Question

In: Finance

1) Ringo Fonebone, CFA invests his clients’ money in a 50-stock portfolio comprised of his best...

1) Ringo Fonebone, CFA invests his clients’ money in a 50-stock portfolio comprised of his best ideas across the 11 market sectors. Following a recent meeting, the client stated the following:

“Ringo, I trust your stock-picking ability and believe you should invest my money in your 10 best stock ideas instead of 50. Why dilute your ideas across 50 companies instead of your top 10 BEST ideas which relfect your strongest views? Furthermore, stocks are risky so as you add more stocks to the portfolio – especially those where you are less confident in their prospects. Wouldn’t you be INCREASING the portfolio's risk?  

Critically evaluate the client’s statement and how suggest how Ringo should respond. Include in your discussion, the concept of systematic & idiosyncratic risks and how these risks change with the number of stocks in a portfolio. (20 pts)

**WORK INSTRUCTIONS**
Print the portion of the finance question that opens with the words containing "In: Finance" and closes with "the portfolio's risk?", copying it word for word.

**DATA**

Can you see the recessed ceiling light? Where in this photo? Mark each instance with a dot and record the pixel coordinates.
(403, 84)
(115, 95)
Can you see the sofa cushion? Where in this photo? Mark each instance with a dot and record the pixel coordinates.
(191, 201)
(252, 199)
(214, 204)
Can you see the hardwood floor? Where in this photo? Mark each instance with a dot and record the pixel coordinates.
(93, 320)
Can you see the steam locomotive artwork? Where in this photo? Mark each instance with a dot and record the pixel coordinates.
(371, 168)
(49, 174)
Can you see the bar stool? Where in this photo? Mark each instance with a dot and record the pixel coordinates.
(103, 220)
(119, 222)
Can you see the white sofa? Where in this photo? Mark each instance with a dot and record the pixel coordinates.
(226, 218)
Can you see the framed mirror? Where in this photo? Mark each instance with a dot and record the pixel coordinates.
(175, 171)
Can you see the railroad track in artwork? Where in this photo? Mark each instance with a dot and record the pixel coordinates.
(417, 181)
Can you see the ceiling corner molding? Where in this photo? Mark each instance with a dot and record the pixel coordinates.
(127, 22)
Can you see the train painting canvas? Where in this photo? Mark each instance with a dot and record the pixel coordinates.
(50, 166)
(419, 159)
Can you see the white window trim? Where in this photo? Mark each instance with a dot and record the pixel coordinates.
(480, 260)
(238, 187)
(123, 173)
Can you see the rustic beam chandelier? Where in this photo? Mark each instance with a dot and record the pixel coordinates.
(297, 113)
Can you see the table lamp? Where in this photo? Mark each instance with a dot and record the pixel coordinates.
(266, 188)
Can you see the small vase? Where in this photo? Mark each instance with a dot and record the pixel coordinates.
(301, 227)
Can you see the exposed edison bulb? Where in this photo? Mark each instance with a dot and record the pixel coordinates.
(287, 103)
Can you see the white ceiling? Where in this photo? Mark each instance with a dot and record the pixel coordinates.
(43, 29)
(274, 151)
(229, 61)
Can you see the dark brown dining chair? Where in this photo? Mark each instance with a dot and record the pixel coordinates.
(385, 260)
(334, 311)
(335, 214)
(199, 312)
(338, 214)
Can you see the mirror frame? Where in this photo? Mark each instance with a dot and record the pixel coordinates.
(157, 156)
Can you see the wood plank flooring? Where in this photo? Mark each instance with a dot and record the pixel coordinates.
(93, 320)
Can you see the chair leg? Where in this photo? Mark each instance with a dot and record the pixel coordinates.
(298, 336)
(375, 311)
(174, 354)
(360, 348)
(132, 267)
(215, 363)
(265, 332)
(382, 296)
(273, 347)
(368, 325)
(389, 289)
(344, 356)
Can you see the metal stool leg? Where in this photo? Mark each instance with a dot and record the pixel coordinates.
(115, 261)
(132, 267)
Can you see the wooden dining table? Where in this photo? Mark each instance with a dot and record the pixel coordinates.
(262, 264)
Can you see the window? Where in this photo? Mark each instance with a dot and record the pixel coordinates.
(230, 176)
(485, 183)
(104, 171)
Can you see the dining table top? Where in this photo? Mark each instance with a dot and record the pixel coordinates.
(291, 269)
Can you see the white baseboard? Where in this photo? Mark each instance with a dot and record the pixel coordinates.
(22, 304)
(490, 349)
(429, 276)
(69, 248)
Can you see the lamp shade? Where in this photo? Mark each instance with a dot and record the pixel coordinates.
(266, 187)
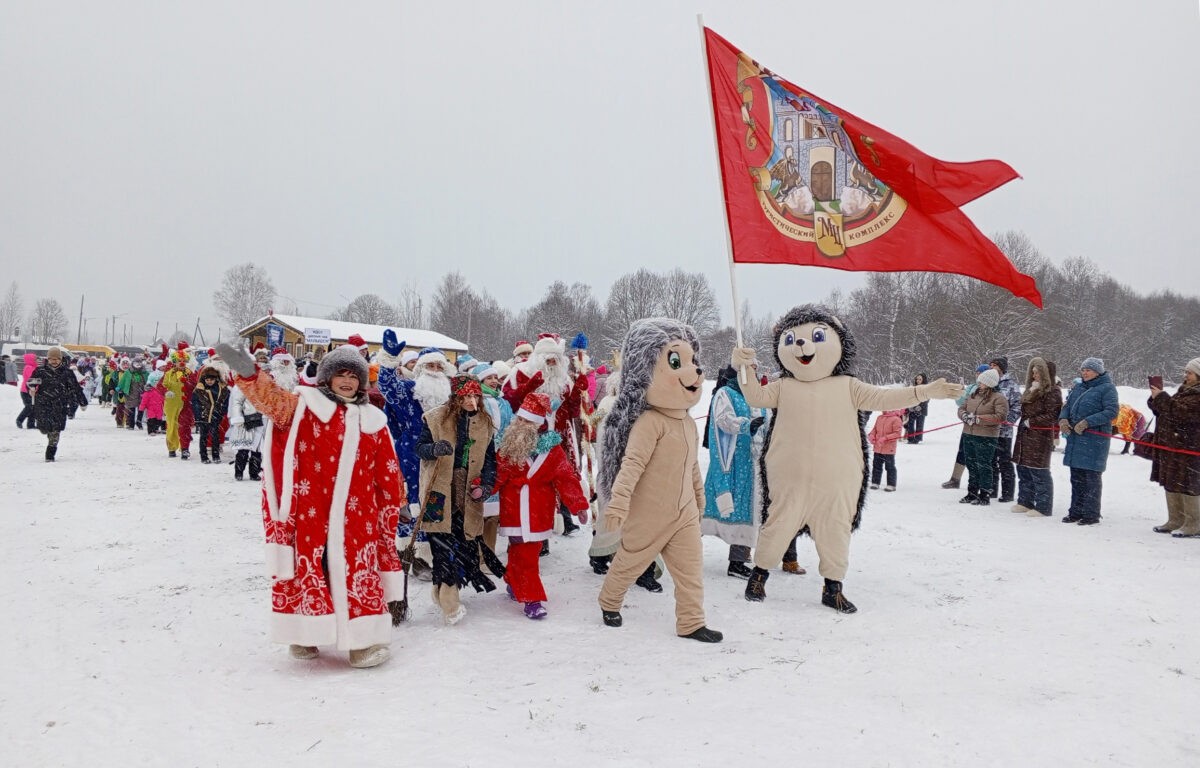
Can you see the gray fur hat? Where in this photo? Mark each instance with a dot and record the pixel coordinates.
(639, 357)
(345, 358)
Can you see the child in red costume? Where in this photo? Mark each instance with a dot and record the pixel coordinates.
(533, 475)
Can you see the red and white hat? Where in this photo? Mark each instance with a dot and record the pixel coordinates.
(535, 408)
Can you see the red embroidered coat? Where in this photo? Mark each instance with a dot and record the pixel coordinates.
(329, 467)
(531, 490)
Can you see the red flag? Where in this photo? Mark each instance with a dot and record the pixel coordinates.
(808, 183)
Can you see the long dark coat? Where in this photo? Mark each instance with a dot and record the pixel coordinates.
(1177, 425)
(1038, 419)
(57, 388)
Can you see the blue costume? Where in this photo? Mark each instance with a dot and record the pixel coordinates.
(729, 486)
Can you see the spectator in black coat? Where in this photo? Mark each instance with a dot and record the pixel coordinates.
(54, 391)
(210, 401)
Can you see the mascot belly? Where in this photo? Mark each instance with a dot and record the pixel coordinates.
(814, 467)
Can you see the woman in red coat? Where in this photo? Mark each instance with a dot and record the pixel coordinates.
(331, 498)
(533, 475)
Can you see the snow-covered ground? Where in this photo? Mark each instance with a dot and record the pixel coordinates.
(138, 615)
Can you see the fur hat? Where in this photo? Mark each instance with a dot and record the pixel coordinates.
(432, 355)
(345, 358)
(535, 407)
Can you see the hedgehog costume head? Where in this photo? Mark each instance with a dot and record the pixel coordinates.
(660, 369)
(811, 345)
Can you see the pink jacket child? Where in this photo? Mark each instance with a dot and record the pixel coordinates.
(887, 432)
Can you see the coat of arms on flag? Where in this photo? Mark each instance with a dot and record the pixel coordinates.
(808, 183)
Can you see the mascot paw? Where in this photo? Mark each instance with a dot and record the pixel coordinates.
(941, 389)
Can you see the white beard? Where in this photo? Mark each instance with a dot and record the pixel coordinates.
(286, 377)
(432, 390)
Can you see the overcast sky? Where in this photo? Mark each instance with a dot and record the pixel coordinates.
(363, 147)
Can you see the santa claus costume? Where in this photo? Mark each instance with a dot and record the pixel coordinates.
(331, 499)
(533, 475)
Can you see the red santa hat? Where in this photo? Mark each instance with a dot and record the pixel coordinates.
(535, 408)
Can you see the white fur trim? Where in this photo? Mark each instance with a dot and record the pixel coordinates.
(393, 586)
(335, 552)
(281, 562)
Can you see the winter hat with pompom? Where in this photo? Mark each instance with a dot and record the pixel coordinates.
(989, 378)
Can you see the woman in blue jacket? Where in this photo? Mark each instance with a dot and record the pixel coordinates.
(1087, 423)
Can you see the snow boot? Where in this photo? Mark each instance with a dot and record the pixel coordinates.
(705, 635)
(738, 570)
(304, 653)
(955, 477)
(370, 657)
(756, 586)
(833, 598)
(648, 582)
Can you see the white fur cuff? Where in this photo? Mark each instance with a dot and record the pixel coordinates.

* * *

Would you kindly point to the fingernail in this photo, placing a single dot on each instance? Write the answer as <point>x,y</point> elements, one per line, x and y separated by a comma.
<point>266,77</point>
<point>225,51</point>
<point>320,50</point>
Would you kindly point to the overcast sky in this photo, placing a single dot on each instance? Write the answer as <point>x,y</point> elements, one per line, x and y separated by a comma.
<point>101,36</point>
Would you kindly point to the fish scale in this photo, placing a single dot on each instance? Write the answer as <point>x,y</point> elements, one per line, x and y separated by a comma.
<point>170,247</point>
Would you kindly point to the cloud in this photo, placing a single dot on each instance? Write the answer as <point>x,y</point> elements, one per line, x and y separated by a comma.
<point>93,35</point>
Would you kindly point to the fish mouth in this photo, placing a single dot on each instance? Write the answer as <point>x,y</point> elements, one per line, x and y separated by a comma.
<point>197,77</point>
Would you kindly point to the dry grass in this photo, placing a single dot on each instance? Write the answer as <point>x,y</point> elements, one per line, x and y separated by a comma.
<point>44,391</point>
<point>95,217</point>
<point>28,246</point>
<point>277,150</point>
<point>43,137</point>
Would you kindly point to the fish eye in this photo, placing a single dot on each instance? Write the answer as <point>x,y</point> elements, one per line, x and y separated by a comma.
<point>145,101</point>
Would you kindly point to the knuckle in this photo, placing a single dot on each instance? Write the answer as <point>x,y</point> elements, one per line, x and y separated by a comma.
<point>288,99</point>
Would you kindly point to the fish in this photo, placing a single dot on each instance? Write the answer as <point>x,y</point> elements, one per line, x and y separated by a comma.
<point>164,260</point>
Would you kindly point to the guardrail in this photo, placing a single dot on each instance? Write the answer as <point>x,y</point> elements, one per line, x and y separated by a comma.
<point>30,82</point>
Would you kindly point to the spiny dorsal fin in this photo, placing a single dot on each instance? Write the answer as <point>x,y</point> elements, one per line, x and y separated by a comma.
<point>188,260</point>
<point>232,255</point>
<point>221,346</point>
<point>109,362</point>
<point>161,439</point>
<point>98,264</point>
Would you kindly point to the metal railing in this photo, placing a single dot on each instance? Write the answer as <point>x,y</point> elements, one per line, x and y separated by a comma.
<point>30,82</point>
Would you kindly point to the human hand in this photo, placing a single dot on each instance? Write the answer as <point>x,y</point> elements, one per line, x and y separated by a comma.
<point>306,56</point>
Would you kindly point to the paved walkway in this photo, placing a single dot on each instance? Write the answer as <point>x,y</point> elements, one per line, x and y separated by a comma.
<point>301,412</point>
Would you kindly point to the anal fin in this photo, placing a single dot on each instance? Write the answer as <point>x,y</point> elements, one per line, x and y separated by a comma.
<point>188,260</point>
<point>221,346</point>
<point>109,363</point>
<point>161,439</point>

==

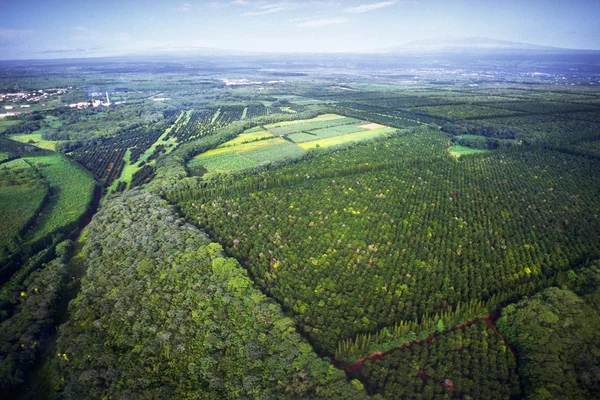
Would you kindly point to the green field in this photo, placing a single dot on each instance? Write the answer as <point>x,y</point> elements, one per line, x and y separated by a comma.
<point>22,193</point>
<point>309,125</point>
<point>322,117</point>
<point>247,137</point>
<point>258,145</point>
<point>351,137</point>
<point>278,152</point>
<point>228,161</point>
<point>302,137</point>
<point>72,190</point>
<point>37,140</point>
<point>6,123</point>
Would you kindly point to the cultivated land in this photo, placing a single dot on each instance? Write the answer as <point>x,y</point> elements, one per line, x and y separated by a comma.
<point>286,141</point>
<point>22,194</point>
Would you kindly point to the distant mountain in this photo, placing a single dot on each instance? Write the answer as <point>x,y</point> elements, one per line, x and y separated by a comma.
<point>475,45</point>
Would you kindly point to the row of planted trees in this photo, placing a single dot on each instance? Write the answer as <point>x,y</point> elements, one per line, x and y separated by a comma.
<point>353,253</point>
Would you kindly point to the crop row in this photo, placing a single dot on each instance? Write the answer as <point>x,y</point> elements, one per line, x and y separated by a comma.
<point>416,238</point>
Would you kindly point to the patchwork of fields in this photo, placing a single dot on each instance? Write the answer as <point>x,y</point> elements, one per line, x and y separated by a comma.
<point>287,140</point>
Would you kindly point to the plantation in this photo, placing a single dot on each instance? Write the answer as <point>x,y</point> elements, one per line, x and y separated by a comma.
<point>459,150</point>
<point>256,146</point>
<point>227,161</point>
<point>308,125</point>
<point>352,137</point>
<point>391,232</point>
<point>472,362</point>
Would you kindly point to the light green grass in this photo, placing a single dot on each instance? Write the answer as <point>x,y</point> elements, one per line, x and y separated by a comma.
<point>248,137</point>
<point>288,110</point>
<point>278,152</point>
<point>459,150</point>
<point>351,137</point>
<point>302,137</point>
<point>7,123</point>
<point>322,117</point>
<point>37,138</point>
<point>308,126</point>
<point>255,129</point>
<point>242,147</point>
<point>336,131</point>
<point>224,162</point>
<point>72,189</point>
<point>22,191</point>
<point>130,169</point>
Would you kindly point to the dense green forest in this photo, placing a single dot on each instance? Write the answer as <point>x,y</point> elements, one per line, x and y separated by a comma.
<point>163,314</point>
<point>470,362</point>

**RESULT OF THIS TASK**
In: Finance

1) Ringo Fonebone, CFA invests his clients’ money in a 50-stock portfolio comprised of his best...

1) Ringo Fonebone, CFA invests his clients’ money in a 50-stock portfolio comprised of his best ideas across the 11 market sectors. Following a recent meeting, the client stated the following:

“Ringo, I trust your stock-picking ability and believe you should invest my money in your 10 best stock ideas instead of 50. Why dilute your ideas across 50 companies instead of your top 10 BEST ideas which relfect your strongest views? Furthermore, stocks are risky so as you add more stocks to the portfolio – especially those where you are less confident in their prospects. Wouldn’t you be INCREASING the portfolio's risk?